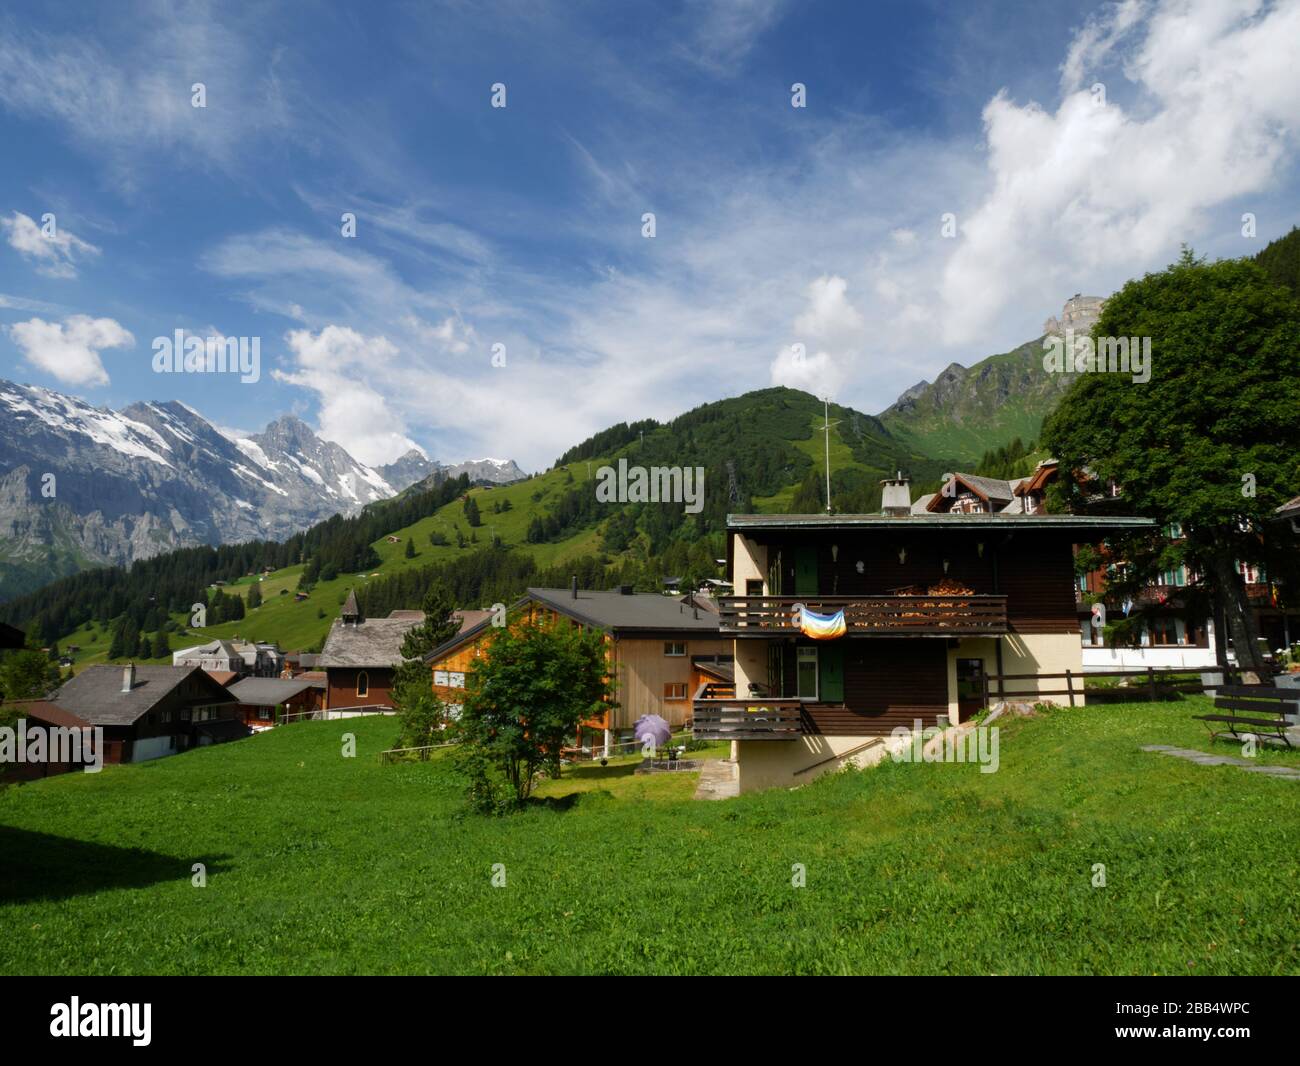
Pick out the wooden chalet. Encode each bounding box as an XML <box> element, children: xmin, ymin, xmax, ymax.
<box><xmin>49</xmin><ymin>664</ymin><xmax>243</xmax><ymax>763</ymax></box>
<box><xmin>226</xmin><ymin>675</ymin><xmax>325</xmax><ymax>730</ymax></box>
<box><xmin>699</xmin><ymin>477</ymin><xmax>1154</xmax><ymax>791</ymax></box>
<box><xmin>424</xmin><ymin>584</ymin><xmax>729</xmax><ymax>749</ymax></box>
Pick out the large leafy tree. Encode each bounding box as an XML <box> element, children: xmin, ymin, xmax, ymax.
<box><xmin>455</xmin><ymin>619</ymin><xmax>614</xmax><ymax>809</ymax></box>
<box><xmin>1043</xmin><ymin>250</ymin><xmax>1300</xmax><ymax>677</ymax></box>
<box><xmin>392</xmin><ymin>582</ymin><xmax>462</xmax><ymax>749</ymax></box>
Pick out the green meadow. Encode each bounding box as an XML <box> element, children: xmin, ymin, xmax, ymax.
<box><xmin>2</xmin><ymin>695</ymin><xmax>1297</xmax><ymax>975</ymax></box>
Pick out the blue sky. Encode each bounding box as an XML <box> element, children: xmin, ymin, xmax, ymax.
<box><xmin>2</xmin><ymin>0</ymin><xmax>1298</xmax><ymax>471</ymax></box>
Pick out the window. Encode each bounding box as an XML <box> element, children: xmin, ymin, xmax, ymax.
<box><xmin>1148</xmin><ymin>617</ymin><xmax>1187</xmax><ymax>646</ymax></box>
<box><xmin>664</xmin><ymin>642</ymin><xmax>686</xmax><ymax>657</ymax></box>
<box><xmin>447</xmin><ymin>671</ymin><xmax>465</xmax><ymax>688</ymax></box>
<box><xmin>357</xmin><ymin>671</ymin><xmax>369</xmax><ymax>698</ymax></box>
<box><xmin>664</xmin><ymin>682</ymin><xmax>687</xmax><ymax>701</ymax></box>
<box><xmin>258</xmin><ymin>708</ymin><xmax>271</xmax><ymax>721</ymax></box>
<box><xmin>433</xmin><ymin>669</ymin><xmax>449</xmax><ymax>686</ymax></box>
<box><xmin>797</xmin><ymin>647</ymin><xmax>819</xmax><ymax>700</ymax></box>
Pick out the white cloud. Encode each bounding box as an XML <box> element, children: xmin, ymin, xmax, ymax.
<box><xmin>193</xmin><ymin>1</ymin><xmax>1300</xmax><ymax>471</ymax></box>
<box><xmin>271</xmin><ymin>326</ymin><xmax>419</xmax><ymax>466</ymax></box>
<box><xmin>0</xmin><ymin>14</ymin><xmax>293</xmax><ymax>190</ymax></box>
<box><xmin>676</xmin><ymin>0</ymin><xmax>790</xmax><ymax>74</ymax></box>
<box><xmin>940</xmin><ymin>0</ymin><xmax>1300</xmax><ymax>343</ymax></box>
<box><xmin>1</xmin><ymin>211</ymin><xmax>100</xmax><ymax>278</ymax></box>
<box><xmin>9</xmin><ymin>314</ymin><xmax>134</xmax><ymax>386</ymax></box>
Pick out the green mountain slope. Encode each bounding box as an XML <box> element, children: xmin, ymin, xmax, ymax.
<box><xmin>0</xmin><ymin>388</ymin><xmax>955</xmax><ymax>662</ymax></box>
<box><xmin>877</xmin><ymin>338</ymin><xmax>1074</xmax><ymax>464</ymax></box>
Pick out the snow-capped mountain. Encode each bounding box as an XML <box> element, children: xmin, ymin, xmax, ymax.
<box><xmin>0</xmin><ymin>380</ymin><xmax>519</xmax><ymax>600</ymax></box>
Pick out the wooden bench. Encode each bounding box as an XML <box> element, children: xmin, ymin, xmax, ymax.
<box><xmin>1193</xmin><ymin>686</ymin><xmax>1297</xmax><ymax>748</ymax></box>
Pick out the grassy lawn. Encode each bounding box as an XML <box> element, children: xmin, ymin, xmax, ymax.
<box><xmin>1</xmin><ymin>695</ymin><xmax>1297</xmax><ymax>975</ymax></box>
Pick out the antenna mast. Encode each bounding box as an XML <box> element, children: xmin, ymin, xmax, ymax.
<box><xmin>820</xmin><ymin>397</ymin><xmax>841</xmax><ymax>515</ymax></box>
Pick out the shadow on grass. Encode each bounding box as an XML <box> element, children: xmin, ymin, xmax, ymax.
<box><xmin>526</xmin><ymin>790</ymin><xmax>615</xmax><ymax>812</ymax></box>
<box><xmin>0</xmin><ymin>826</ymin><xmax>231</xmax><ymax>904</ymax></box>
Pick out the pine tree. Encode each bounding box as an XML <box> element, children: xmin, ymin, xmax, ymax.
<box><xmin>151</xmin><ymin>630</ymin><xmax>171</xmax><ymax>659</ymax></box>
<box><xmin>405</xmin><ymin>538</ymin><xmax>416</xmax><ymax>559</ymax></box>
<box><xmin>464</xmin><ymin>496</ymin><xmax>482</xmax><ymax>528</ymax></box>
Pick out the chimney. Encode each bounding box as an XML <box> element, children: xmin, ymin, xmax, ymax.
<box><xmin>122</xmin><ymin>663</ymin><xmax>135</xmax><ymax>693</ymax></box>
<box><xmin>880</xmin><ymin>471</ymin><xmax>912</xmax><ymax>517</ymax></box>
<box><xmin>570</xmin><ymin>575</ymin><xmax>578</xmax><ymax>599</ymax></box>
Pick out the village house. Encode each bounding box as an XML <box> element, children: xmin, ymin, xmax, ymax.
<box><xmin>424</xmin><ymin>584</ymin><xmax>729</xmax><ymax>751</ymax></box>
<box><xmin>695</xmin><ymin>475</ymin><xmax>1153</xmax><ymax>792</ymax></box>
<box><xmin>49</xmin><ymin>664</ymin><xmax>243</xmax><ymax>764</ymax></box>
<box><xmin>317</xmin><ymin>591</ymin><xmax>425</xmax><ymax>711</ymax></box>
<box><xmin>0</xmin><ymin>700</ymin><xmax>96</xmax><ymax>781</ymax></box>
<box><xmin>172</xmin><ymin>638</ymin><xmax>243</xmax><ymax>674</ymax></box>
<box><xmin>226</xmin><ymin>675</ymin><xmax>325</xmax><ymax>730</ymax></box>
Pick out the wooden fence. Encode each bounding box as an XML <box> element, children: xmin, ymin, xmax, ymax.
<box><xmin>981</xmin><ymin>667</ymin><xmax>1243</xmax><ymax>709</ymax></box>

**What to do:** Each entry should be output word for word, with no pictures carried over.

**Written solution:**
Pick out the wooden chalet. Encode each bounding box as an XML <box> element, children: xmin, ymin, xmax, ymax.
<box><xmin>49</xmin><ymin>664</ymin><xmax>243</xmax><ymax>763</ymax></box>
<box><xmin>226</xmin><ymin>675</ymin><xmax>325</xmax><ymax>730</ymax></box>
<box><xmin>699</xmin><ymin>477</ymin><xmax>1154</xmax><ymax>791</ymax></box>
<box><xmin>424</xmin><ymin>584</ymin><xmax>729</xmax><ymax>749</ymax></box>
Pick out the large leafy tree. Encode each bounding box as an XML <box> element, children: xmin, ymin, xmax, ymax.
<box><xmin>455</xmin><ymin>619</ymin><xmax>614</xmax><ymax>809</ymax></box>
<box><xmin>1043</xmin><ymin>250</ymin><xmax>1300</xmax><ymax>677</ymax></box>
<box><xmin>392</xmin><ymin>582</ymin><xmax>462</xmax><ymax>749</ymax></box>
Pick out the green meadow. Encode each bounding box as an XML <box> element, children: xmin, ymin, xmax, ymax.
<box><xmin>2</xmin><ymin>695</ymin><xmax>1297</xmax><ymax>975</ymax></box>
Pick out the blue sky. Encode each bounding box as an XML <box> element, children: xmin, ymin, xmax, ymax.
<box><xmin>2</xmin><ymin>0</ymin><xmax>1298</xmax><ymax>471</ymax></box>
Pick out the window. Encode each bounding box as an XML <box> element, children: xmin, ymin, xmax, ymax.
<box><xmin>1148</xmin><ymin>617</ymin><xmax>1187</xmax><ymax>646</ymax></box>
<box><xmin>664</xmin><ymin>642</ymin><xmax>686</xmax><ymax>657</ymax></box>
<box><xmin>447</xmin><ymin>671</ymin><xmax>465</xmax><ymax>688</ymax></box>
<box><xmin>357</xmin><ymin>671</ymin><xmax>369</xmax><ymax>698</ymax></box>
<box><xmin>664</xmin><ymin>682</ymin><xmax>687</xmax><ymax>701</ymax></box>
<box><xmin>258</xmin><ymin>708</ymin><xmax>271</xmax><ymax>721</ymax></box>
<box><xmin>433</xmin><ymin>669</ymin><xmax>449</xmax><ymax>686</ymax></box>
<box><xmin>797</xmin><ymin>647</ymin><xmax>819</xmax><ymax>700</ymax></box>
Pick out the white cloud. Encode each bounding box as an XML <box> element, children: xmin, ymin, xmax, ymax.
<box><xmin>193</xmin><ymin>1</ymin><xmax>1300</xmax><ymax>471</ymax></box>
<box><xmin>271</xmin><ymin>326</ymin><xmax>419</xmax><ymax>466</ymax></box>
<box><xmin>0</xmin><ymin>14</ymin><xmax>293</xmax><ymax>190</ymax></box>
<box><xmin>676</xmin><ymin>0</ymin><xmax>790</xmax><ymax>74</ymax></box>
<box><xmin>940</xmin><ymin>0</ymin><xmax>1300</xmax><ymax>343</ymax></box>
<box><xmin>1</xmin><ymin>211</ymin><xmax>100</xmax><ymax>278</ymax></box>
<box><xmin>9</xmin><ymin>314</ymin><xmax>134</xmax><ymax>386</ymax></box>
Pick out the green mountain slope. Encode each bounding box as an XML <box> element, children: xmin, ymin, xmax, ymax.
<box><xmin>0</xmin><ymin>388</ymin><xmax>955</xmax><ymax>662</ymax></box>
<box><xmin>877</xmin><ymin>338</ymin><xmax>1074</xmax><ymax>464</ymax></box>
Pick out the snow-capped mountain. Encode each bounding box as an XML <box> element, children: xmin, ymin, xmax, ymax.
<box><xmin>0</xmin><ymin>380</ymin><xmax>519</xmax><ymax>600</ymax></box>
Pick out the wooden bench. Encode each bounding box as an XML <box> element, children: xmin, ymin, xmax, ymax.
<box><xmin>1193</xmin><ymin>686</ymin><xmax>1297</xmax><ymax>748</ymax></box>
Pick out the grassy lawn. Encode each bounding box as an XML <box> element, children: xmin, ymin, xmax, ymax.
<box><xmin>1</xmin><ymin>695</ymin><xmax>1297</xmax><ymax>975</ymax></box>
Pick out the antenna mast. Encode each bounding box as an XML <box> element, children: xmin, ymin, xmax, ymax.
<box><xmin>820</xmin><ymin>397</ymin><xmax>841</xmax><ymax>515</ymax></box>
Pick out the shadow on grass. Encode each bounding box as an XML <box> element, children: xmin, ymin, xmax, ymax.
<box><xmin>526</xmin><ymin>790</ymin><xmax>615</xmax><ymax>812</ymax></box>
<box><xmin>0</xmin><ymin>826</ymin><xmax>231</xmax><ymax>904</ymax></box>
Pick out the pine tree. Encode each bounding box as an XML <box> element, children: xmin, ymin, xmax, ymax.
<box><xmin>151</xmin><ymin>630</ymin><xmax>171</xmax><ymax>659</ymax></box>
<box><xmin>405</xmin><ymin>538</ymin><xmax>416</xmax><ymax>559</ymax></box>
<box><xmin>464</xmin><ymin>496</ymin><xmax>482</xmax><ymax>528</ymax></box>
Pick out the chimney. Encode each bounding box as an XML <box> element, children: xmin, ymin, xmax, ymax.
<box><xmin>122</xmin><ymin>663</ymin><xmax>135</xmax><ymax>693</ymax></box>
<box><xmin>880</xmin><ymin>471</ymin><xmax>912</xmax><ymax>517</ymax></box>
<box><xmin>570</xmin><ymin>575</ymin><xmax>578</xmax><ymax>599</ymax></box>
Pick out the village house. Encode each bounding box as an XML <box> element, children: xmin, ymin, xmax, ymax.
<box><xmin>424</xmin><ymin>584</ymin><xmax>729</xmax><ymax>751</ymax></box>
<box><xmin>695</xmin><ymin>475</ymin><xmax>1153</xmax><ymax>792</ymax></box>
<box><xmin>49</xmin><ymin>664</ymin><xmax>243</xmax><ymax>764</ymax></box>
<box><xmin>317</xmin><ymin>591</ymin><xmax>425</xmax><ymax>711</ymax></box>
<box><xmin>0</xmin><ymin>700</ymin><xmax>96</xmax><ymax>781</ymax></box>
<box><xmin>172</xmin><ymin>638</ymin><xmax>243</xmax><ymax>674</ymax></box>
<box><xmin>226</xmin><ymin>675</ymin><xmax>325</xmax><ymax>730</ymax></box>
Pick out the wooden fence. Encode each bounding box as an XML <box> element, children: xmin, ymin, xmax, ymax.
<box><xmin>981</xmin><ymin>667</ymin><xmax>1243</xmax><ymax>709</ymax></box>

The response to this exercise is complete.